-- Start of TASK INPUT --

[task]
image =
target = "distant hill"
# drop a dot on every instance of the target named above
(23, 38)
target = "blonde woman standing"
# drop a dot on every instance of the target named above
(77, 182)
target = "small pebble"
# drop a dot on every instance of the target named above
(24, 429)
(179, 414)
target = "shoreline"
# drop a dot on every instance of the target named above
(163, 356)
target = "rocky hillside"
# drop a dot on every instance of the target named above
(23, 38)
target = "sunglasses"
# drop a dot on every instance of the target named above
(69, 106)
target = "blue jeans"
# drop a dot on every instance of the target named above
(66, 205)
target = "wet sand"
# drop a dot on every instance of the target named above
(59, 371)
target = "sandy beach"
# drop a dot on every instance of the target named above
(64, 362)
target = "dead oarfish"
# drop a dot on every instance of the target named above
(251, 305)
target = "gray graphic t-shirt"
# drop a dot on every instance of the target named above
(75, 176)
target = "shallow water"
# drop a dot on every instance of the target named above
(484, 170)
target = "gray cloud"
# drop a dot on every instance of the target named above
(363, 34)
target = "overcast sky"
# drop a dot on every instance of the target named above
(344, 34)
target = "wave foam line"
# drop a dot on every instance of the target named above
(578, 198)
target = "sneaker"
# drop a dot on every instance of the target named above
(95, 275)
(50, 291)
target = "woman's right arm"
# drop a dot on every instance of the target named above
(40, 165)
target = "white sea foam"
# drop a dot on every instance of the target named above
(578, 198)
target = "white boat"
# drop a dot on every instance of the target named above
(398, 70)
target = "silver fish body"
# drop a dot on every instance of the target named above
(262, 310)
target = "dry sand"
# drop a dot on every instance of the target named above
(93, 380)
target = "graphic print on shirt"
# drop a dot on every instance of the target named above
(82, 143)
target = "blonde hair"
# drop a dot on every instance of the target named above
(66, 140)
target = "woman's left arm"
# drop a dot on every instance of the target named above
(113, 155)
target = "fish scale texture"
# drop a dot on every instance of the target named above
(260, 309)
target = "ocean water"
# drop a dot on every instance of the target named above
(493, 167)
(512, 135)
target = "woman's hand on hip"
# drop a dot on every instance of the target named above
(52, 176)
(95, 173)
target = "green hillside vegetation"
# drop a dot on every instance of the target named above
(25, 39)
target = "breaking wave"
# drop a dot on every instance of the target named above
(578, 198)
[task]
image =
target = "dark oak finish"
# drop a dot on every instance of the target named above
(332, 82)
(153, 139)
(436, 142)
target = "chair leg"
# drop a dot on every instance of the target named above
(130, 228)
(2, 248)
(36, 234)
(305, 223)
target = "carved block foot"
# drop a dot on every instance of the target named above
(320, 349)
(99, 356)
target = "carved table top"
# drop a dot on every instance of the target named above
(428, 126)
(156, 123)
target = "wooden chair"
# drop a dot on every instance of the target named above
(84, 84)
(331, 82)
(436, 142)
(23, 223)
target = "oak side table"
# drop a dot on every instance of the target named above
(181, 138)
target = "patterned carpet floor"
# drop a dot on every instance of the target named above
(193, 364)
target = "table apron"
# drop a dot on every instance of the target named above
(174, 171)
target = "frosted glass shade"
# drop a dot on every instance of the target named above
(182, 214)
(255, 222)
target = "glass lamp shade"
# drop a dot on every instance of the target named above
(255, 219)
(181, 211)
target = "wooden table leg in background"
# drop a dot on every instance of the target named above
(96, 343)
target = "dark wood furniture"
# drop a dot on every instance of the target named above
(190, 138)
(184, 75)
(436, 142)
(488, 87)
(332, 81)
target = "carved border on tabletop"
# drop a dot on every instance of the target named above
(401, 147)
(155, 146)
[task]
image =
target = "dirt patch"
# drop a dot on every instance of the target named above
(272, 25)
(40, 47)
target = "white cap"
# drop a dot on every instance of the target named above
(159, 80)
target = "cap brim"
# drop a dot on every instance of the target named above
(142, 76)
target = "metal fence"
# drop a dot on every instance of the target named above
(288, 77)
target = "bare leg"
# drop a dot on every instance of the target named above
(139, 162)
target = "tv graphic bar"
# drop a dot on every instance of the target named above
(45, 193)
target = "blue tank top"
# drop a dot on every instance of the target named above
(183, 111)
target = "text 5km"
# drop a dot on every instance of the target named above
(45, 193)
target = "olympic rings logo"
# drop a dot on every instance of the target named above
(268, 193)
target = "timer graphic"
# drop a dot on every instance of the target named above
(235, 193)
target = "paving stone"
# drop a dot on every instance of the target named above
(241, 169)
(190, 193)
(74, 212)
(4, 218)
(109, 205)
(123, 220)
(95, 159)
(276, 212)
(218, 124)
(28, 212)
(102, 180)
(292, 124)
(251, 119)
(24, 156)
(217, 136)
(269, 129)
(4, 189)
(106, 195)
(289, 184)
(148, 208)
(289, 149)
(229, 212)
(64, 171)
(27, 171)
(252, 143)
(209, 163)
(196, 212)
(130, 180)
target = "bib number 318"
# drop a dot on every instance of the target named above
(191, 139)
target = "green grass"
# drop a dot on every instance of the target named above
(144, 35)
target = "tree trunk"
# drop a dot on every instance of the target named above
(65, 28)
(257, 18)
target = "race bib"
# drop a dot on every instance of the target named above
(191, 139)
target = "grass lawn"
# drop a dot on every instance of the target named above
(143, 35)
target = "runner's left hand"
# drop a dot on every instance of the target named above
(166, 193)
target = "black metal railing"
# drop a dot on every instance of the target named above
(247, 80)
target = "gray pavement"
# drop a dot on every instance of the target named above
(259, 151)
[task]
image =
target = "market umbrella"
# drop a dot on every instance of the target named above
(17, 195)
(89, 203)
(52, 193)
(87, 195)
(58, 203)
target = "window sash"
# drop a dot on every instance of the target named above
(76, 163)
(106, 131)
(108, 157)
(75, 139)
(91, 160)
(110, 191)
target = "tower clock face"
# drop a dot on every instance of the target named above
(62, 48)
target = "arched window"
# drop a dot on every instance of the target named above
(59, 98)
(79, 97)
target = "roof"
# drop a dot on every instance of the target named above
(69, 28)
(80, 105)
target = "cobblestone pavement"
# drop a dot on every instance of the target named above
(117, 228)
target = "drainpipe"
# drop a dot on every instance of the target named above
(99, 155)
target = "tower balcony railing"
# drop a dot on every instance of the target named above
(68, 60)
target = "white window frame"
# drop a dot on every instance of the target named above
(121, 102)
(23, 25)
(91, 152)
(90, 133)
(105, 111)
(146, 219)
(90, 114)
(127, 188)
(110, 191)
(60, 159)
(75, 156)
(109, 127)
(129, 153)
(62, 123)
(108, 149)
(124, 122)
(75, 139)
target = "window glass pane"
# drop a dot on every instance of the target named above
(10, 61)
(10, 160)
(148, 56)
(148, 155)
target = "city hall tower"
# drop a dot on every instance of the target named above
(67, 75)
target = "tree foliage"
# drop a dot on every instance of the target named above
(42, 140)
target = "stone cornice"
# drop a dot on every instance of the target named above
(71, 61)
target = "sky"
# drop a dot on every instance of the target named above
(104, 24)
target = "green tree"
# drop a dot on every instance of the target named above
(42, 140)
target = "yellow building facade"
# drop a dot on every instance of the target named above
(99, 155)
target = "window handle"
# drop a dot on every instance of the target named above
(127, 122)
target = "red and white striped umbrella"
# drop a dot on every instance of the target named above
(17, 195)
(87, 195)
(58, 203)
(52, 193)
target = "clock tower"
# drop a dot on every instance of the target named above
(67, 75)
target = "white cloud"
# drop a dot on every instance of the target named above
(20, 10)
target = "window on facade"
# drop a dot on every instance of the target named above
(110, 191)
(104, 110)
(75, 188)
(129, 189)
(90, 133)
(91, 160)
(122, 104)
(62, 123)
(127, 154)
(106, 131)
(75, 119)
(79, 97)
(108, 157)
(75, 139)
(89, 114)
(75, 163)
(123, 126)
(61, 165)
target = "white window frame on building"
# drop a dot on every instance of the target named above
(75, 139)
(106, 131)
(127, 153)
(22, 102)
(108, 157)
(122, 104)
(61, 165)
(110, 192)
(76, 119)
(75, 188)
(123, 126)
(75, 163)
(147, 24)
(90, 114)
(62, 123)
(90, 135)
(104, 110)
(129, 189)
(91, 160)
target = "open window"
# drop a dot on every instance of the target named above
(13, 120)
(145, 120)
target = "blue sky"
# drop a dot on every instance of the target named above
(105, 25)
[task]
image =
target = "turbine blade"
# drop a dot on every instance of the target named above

-- End of TASK INPUT --

▶ _TASK OBJECTIVE_
Exactly reproduce the lines from the one containing "and white striped" through the end of the records, and only those lines.

▶ _THE RESPONSE_
target = "red and white striped umbrella"
# drop a dot on every instance of the target named above
(17, 195)
(87, 195)
(58, 203)
(52, 193)
target = "clock tower"
# drop a dot on every instance of the target named above
(67, 75)
target = "white cloud"
# drop a dot on every instance of the target named above
(20, 10)
target = "window on facade"
# drop a dot on every instance of the target named above
(110, 191)
(104, 110)
(75, 188)
(129, 189)
(90, 133)
(91, 160)
(122, 104)
(62, 123)
(127, 154)
(106, 131)
(75, 119)
(79, 97)
(108, 157)
(75, 139)
(89, 114)
(75, 163)
(123, 126)
(61, 165)
target = "white window frame on building"
# drop a dot on every instance of the target named above
(75, 139)
(106, 131)
(127, 153)
(22, 102)
(108, 157)
(122, 104)
(61, 165)
(110, 192)
(76, 119)
(75, 188)
(123, 126)
(75, 163)
(147, 24)
(90, 114)
(62, 123)
(90, 135)
(104, 110)
(129, 189)
(91, 160)
target = "open window"
# drop a dot on every instance of the target named above
(13, 120)
(145, 120)
target = "blue sky"
# drop a dot on every instance of the target named above
(105, 25)
[task]
image =
target = "turbine blade"
# drop a dot on every instance of the target named above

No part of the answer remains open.